### GIVEN PROBLEM
Print the lines of all the items below word for word, but leave the pictures out.

### DATASET RECORDS
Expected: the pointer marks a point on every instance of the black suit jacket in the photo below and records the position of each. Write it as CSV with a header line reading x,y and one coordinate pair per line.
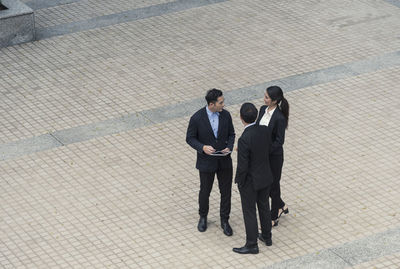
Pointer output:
x,y
277,126
253,158
199,133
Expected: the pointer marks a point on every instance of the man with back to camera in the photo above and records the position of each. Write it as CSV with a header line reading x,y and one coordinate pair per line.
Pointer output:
x,y
210,132
254,179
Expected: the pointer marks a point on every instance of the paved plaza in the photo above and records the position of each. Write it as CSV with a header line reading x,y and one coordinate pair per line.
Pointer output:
x,y
94,168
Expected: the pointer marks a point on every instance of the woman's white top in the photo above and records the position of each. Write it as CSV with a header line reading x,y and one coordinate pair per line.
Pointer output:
x,y
267,117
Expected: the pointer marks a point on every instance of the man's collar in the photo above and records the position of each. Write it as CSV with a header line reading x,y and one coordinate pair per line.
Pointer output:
x,y
248,125
209,112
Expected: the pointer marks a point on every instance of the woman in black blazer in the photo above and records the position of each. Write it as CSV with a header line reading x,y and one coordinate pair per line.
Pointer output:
x,y
275,115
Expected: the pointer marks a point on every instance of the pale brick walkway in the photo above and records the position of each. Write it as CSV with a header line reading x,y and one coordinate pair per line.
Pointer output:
x,y
129,200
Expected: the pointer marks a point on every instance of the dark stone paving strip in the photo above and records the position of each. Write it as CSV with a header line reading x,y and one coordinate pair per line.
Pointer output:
x,y
126,16
394,2
348,254
42,4
186,108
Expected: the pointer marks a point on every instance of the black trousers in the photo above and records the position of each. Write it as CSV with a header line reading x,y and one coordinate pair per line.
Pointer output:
x,y
276,163
225,189
250,198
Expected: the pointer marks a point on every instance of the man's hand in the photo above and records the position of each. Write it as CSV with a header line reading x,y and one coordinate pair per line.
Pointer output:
x,y
208,149
225,150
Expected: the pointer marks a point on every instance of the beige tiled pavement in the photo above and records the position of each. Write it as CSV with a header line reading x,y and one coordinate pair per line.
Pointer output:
x,y
129,200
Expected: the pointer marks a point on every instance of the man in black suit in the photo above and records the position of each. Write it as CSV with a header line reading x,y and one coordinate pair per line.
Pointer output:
x,y
210,132
254,178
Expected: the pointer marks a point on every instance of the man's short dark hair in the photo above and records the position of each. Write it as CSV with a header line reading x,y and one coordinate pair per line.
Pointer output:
x,y
212,95
248,112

### WRITTEN ANSWER
Expected: the pointer marks a point on every instance of the black suit jacket in the photo below and records the position of each. Write it as CSV with a header line reading x,y and one coordinate pair per line.
Pointer output:
x,y
277,126
253,158
199,133
Expected: the pointer marks a point on every instance of the man with back to camera in the photo above and records the position of each. Write it as CSV with a header line reading x,y and one coordinate pair per line.
Pointer output:
x,y
210,132
254,179
Expected: the pointer marks a point on every instance of the paved plaza in the photo above and records the position of each. Write it as CSV with a header line reading x,y and one coordinate pair per line.
Pointer output:
x,y
94,168
Expected: the pointer marks a point on every instance of the woman's white top in the photo above and records the position of each. Write it as CSV with a header line reading x,y and one coordinate pair per line.
Pointer output:
x,y
267,117
Expected: the pointer marks a point on every instance of the man's collar in the photo above and records the position of each. Write it as CSV with a header line reading x,y and one coordinate pair per line.
Pointer output:
x,y
248,125
209,112
Expected: the pointer marks a point on every instance of the woman in black blazer in the photo above and records the position of each. Write it as CSV with a header line reading x,y and one coordinate pair per line.
Pointer output:
x,y
275,115
Expected: the pointer marks a point on every instance of the pale brick walkway in the photo above and records the position of each. Write it as CSV with a header line reading x,y and one coordinate pair per line.
Pointer output:
x,y
129,200
Expected: the pointer marks a point on every instance of the dark stone paving strip in the photo above and records the position of each. Write it as CSV with a header line reading x,y and one coordinate pair per line.
Pointer output:
x,y
126,16
394,2
348,254
42,4
186,108
Expected: the pointer marks a point on every instance of the black trousers in the photo above and records the position of each. Write it as CSV with a header line reading x,y and one coordinate pair per line.
Pointer output:
x,y
276,163
225,189
250,198
Expected: the pointer marks a point on every instance of the man's hand in the photo above and records the position of each. Write it as CSV with a header line reading x,y and one coordinate pair per line.
Pointer output:
x,y
208,149
225,150
Expected: the pointer marks a point on every instance of the beige tiled pavement in the photo above and records the position of each. Write it as CSV with a header line reading x,y and one coordinate pair per line.
Pointer output:
x,y
129,200
Expected: the pointer marks a point on every instance of the man in black suit in the photo above and records the position of each. Write it as CSV with a header line reading x,y and one coordinate pair per line.
Pointer output:
x,y
210,132
254,178
Expected: the pointer marks a point on every instance of the man's short dark hair in the photo above and records the position of each. Write it as CSV with a header line reading x,y and one coordinate pair per line.
Pointer output:
x,y
212,95
248,112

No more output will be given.